### Dokumenttext

***

K(r)ampf um die dritte Sportstunde

Übergewicht, Fettsucht, Störungen in den Bewegungsabläufen: Die Einschulungs-Untersuchungen in M/V führen Jahr für Jahr zu Ergebnissen, die durchaus Anlaß zur Besorgnis geben. Fast 20 Prozent der Kinder sind übergewichtig oder gar adipös; zwischen zwölf und 14 Prozent weisen Beeinträchtigungen in der Grob- bzw. Feinmotorik auf.
 
Und die Gründe? PC, Fernseher und wieder PC: Heutige Heranwachsende bewegen sich weniger, als es beispielsweise Kinder in den siebziger und achtziger Jahren noch taten. Hinzu kommen Eßgewohnheiten – die Schattenseiten der „Hochzivilisation“.

***

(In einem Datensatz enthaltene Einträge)
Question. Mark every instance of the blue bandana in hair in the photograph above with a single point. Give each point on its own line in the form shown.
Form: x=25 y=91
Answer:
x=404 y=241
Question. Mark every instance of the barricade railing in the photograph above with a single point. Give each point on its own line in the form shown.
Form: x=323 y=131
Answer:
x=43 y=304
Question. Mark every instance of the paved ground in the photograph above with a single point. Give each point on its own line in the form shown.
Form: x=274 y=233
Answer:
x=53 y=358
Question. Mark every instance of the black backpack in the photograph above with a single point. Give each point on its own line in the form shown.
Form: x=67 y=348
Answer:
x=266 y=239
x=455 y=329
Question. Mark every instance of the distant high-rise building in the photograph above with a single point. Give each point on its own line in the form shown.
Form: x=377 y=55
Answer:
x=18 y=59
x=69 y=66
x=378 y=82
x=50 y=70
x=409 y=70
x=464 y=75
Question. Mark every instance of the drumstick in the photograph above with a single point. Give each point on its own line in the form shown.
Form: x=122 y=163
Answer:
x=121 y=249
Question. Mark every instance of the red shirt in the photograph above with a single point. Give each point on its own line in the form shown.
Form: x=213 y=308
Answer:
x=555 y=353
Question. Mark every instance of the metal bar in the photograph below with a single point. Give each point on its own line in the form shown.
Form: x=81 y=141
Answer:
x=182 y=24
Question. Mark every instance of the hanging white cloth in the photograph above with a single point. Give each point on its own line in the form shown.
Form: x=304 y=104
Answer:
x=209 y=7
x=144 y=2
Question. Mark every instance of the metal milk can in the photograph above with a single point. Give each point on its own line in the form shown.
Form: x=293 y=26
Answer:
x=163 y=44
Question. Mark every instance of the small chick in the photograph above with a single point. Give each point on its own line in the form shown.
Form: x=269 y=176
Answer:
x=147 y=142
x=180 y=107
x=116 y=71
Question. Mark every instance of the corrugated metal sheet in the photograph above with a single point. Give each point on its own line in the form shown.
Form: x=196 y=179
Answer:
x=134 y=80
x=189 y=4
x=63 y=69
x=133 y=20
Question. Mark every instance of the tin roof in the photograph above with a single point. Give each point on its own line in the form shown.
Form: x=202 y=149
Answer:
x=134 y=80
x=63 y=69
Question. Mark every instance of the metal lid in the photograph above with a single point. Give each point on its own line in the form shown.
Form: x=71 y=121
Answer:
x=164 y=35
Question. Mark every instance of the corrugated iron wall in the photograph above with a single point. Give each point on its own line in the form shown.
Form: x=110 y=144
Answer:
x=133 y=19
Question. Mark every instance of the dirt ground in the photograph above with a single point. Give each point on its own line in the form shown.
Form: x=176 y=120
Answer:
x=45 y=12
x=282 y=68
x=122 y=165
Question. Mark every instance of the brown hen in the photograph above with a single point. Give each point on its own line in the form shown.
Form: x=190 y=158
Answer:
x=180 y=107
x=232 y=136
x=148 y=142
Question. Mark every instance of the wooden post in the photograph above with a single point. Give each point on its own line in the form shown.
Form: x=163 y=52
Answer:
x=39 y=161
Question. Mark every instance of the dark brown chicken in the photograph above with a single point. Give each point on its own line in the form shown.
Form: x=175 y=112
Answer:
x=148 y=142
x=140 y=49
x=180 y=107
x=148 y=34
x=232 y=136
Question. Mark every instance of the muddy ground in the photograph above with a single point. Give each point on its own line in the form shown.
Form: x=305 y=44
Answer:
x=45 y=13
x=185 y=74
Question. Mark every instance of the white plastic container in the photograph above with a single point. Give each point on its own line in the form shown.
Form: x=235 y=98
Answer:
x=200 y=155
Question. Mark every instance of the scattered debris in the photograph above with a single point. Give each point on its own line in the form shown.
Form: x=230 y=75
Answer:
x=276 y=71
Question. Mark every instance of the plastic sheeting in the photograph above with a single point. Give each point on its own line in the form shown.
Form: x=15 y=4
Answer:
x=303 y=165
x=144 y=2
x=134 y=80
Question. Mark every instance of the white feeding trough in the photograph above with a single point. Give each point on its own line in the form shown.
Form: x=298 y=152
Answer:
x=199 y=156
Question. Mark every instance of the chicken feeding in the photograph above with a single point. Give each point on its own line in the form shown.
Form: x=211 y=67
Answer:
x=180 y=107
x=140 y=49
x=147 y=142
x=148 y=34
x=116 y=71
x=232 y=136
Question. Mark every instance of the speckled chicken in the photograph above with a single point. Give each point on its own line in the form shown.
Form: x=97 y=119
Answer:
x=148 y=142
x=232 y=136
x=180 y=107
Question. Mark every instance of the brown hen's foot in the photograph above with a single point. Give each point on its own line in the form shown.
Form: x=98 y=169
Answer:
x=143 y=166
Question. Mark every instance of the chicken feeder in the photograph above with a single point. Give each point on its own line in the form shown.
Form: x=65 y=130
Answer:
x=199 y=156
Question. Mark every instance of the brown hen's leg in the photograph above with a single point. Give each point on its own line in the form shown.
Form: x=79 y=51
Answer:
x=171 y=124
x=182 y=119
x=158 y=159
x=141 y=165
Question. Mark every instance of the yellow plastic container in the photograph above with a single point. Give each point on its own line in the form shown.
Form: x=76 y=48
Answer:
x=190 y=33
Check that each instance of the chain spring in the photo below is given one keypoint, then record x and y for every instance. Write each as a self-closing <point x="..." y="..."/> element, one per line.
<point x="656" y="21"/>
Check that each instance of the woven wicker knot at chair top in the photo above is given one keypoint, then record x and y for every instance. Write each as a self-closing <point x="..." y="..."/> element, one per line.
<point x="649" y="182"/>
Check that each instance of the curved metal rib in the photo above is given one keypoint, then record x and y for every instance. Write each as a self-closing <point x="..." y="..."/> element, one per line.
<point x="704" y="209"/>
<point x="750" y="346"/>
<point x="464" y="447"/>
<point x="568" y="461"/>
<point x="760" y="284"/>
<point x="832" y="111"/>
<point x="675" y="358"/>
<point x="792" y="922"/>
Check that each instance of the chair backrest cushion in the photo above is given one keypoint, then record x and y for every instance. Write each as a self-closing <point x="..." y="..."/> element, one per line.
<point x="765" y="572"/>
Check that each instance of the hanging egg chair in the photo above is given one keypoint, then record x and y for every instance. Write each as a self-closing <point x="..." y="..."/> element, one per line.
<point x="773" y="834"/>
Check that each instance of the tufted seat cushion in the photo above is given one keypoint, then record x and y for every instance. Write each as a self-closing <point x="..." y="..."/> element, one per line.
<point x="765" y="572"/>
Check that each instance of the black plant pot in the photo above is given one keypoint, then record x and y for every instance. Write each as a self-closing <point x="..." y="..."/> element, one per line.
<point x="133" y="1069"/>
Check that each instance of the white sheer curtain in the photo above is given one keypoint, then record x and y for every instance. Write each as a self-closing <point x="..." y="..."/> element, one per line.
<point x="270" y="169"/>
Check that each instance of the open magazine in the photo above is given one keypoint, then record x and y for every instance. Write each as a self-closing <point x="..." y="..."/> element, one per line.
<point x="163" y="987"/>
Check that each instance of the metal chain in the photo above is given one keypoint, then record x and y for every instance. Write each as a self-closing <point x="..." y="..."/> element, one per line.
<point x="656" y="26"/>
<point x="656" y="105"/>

***

Schreibe den Text über den Streit um die dritte Sportstunde im Anschluss an seinen letzten Satz weiter.

In vielen Kindertagesstätten werden die Jüngsten zwar in Zusammenarbeit mit Sportvereinen spielerisch an Sport und Bewegung herangeführt. Auch gibt es Projekte zum Thema Ernährung. Doch wird im letzten Kinder- und Jugend-Gesundheitsbericht für M/V festgestellt, daß beim Anteil der übergewichtigen und fettsüchtigen Sprößlinge „kein rückläufiger Trend erkennbar“ sei.
 
Wie Fachleute zudem bemängeln, werde in den Schulen zu viel fachfremder Sportunterricht erteilt; ein übriges täte ein teilweise recht hoher Stundenausfall. Über genaue Zahlen verfügt indes niemand, nicht einmal das Bildungsministerium.
 
Der Worte sind genug gewechselt – laßt uns endlich Taten sehn!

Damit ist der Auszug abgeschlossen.